Work to complete
Gather every line in the data below that contains the word "gray" and copy each one in full.

Record set

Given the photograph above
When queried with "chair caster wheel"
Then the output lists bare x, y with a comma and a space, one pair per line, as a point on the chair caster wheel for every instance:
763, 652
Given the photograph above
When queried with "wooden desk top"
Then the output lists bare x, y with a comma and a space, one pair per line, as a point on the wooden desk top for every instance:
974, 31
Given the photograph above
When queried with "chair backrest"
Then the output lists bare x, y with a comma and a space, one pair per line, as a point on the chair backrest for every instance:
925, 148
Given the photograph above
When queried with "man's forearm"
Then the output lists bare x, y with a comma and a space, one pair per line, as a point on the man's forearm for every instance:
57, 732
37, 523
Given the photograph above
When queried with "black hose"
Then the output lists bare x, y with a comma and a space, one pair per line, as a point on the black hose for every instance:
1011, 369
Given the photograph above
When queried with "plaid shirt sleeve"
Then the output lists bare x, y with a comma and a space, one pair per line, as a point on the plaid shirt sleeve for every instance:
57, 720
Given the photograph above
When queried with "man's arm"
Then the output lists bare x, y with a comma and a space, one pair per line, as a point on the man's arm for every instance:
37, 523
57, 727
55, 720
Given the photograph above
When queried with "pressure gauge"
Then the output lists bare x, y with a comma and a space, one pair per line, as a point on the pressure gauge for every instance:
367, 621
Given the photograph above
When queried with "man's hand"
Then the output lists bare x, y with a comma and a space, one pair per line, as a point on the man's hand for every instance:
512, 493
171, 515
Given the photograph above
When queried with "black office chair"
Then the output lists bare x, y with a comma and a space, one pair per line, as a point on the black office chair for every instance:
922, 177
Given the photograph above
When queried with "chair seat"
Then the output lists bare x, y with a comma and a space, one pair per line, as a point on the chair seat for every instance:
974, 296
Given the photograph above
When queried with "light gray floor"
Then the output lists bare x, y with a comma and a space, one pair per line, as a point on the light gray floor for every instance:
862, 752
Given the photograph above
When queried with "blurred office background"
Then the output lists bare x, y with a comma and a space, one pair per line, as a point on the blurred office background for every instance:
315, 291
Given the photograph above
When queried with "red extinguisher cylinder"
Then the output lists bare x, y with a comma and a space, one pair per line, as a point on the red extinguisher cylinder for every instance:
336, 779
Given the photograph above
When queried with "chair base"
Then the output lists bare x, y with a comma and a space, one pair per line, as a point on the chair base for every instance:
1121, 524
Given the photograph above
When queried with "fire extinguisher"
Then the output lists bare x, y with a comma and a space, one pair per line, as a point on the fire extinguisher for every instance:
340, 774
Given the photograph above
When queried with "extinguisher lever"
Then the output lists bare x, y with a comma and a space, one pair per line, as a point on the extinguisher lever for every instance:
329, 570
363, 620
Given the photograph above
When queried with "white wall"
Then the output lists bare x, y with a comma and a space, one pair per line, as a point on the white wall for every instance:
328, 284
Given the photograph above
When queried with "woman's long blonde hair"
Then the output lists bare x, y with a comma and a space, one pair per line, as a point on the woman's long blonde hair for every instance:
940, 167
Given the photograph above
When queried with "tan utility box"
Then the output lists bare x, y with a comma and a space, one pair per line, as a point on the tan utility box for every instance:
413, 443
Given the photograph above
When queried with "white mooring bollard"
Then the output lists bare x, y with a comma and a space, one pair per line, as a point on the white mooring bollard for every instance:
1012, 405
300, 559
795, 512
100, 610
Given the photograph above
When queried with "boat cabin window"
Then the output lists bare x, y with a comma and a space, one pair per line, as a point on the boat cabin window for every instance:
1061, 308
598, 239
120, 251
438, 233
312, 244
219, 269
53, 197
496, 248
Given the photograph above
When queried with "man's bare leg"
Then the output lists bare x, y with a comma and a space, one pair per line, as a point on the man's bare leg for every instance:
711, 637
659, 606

Task solution
When queried with "light gray floor"
Then the output lists bare x, y with a comma and a space, one pair per line, as a point on the light gray floor for every instance:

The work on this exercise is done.